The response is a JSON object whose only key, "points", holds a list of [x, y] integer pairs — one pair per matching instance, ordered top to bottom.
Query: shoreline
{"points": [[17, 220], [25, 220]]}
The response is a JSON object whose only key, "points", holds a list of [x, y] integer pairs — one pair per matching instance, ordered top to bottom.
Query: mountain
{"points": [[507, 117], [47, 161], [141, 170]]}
━━━━━━
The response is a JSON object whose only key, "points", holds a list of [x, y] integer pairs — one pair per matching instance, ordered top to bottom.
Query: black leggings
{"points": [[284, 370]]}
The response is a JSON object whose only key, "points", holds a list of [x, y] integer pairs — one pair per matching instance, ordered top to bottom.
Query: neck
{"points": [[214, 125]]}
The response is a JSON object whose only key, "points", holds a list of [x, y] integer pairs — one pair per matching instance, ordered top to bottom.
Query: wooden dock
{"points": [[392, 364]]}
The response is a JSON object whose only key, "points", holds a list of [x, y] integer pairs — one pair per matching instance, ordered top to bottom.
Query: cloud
━━━━━━
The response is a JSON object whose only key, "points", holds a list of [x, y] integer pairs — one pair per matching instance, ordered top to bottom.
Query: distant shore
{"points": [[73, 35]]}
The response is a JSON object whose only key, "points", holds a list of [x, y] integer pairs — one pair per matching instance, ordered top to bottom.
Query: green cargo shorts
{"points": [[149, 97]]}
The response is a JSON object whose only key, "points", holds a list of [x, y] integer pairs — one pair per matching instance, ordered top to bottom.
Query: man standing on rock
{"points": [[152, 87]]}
━━━━━━
§ PROBLEM REQUIREMENTS:
Count the lines in the items above that contain the string "Query", and reply with only the number.

§ EXPECTED ANSWER:
9